* **Short problem**:
From the data below, pull out the lines running from the one with "find second steam" through the last line of the data, and copy them word for word.

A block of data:

──────

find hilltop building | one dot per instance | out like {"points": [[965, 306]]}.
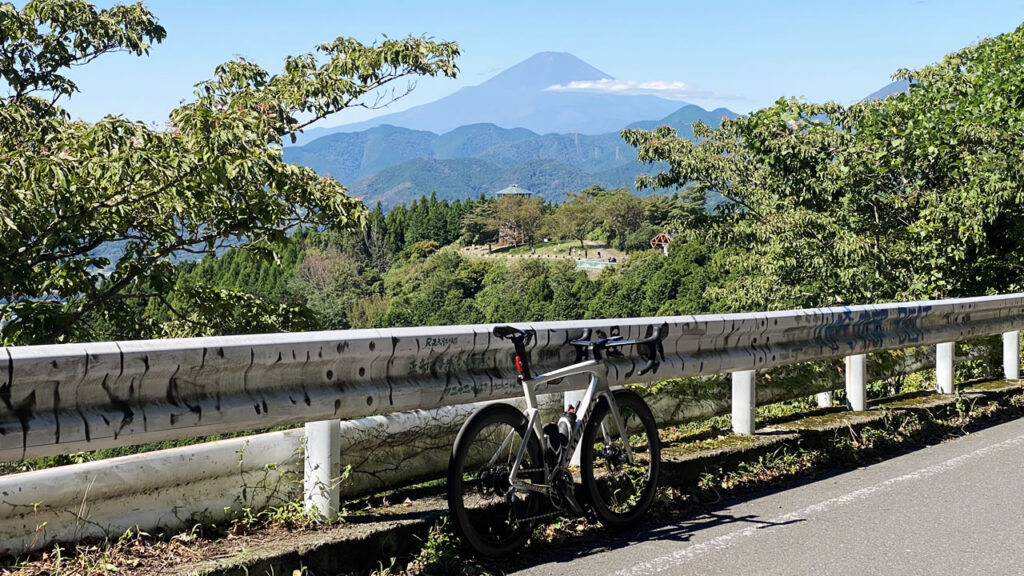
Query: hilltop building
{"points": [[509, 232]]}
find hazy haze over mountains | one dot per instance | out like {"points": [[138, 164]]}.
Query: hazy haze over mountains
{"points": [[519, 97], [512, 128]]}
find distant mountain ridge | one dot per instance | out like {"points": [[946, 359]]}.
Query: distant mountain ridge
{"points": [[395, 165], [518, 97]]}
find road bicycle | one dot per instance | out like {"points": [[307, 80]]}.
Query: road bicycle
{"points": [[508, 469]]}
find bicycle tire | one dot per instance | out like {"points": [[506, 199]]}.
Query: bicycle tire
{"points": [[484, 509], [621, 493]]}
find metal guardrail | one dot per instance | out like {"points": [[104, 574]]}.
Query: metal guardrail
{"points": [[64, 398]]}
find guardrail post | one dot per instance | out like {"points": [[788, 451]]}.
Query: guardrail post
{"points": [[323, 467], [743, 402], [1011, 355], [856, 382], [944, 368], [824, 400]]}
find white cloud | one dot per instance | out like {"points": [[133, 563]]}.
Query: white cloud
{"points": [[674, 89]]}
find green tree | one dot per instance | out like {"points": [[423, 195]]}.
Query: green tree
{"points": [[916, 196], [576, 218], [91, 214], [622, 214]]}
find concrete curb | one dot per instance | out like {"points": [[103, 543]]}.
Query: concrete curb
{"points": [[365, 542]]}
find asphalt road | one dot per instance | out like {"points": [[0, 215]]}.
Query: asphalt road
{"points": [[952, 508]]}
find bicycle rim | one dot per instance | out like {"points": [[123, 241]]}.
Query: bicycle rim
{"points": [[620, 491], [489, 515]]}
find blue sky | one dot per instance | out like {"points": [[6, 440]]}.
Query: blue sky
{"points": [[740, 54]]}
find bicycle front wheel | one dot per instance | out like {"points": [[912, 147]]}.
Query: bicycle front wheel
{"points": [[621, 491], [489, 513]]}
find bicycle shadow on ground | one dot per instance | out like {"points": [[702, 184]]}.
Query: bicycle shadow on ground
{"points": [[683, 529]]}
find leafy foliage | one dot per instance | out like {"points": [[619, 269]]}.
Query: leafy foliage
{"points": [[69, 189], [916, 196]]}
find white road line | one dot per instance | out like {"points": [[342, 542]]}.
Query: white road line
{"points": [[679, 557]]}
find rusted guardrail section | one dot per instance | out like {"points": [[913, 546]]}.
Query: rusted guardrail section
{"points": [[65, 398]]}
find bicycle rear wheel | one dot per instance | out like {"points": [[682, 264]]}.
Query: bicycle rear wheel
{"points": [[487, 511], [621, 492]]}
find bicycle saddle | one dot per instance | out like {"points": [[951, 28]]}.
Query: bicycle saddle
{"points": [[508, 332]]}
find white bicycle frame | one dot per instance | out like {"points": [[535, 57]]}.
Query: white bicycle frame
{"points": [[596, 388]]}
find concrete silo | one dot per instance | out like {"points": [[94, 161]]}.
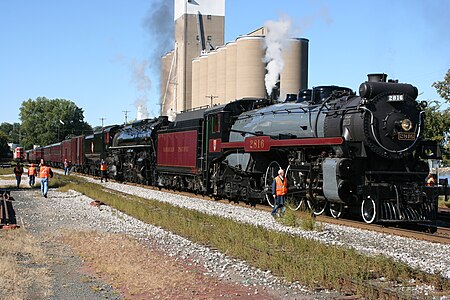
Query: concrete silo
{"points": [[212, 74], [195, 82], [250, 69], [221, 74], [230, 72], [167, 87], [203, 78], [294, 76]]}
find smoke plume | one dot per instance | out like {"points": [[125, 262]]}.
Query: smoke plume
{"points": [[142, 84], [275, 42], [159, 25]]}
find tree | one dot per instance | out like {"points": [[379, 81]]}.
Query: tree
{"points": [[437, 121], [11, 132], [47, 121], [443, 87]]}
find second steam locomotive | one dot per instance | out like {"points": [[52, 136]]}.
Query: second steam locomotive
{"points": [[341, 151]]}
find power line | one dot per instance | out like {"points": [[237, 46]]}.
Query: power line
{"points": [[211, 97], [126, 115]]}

──────

* **The completed task**:
find second steam locomotive | one dot per instance | out like {"points": [[52, 136]]}.
Query: second steam locomotive
{"points": [[341, 151]]}
find power line | one dot per instance | out like {"points": [[237, 46]]}.
Query: power line
{"points": [[211, 97], [126, 115]]}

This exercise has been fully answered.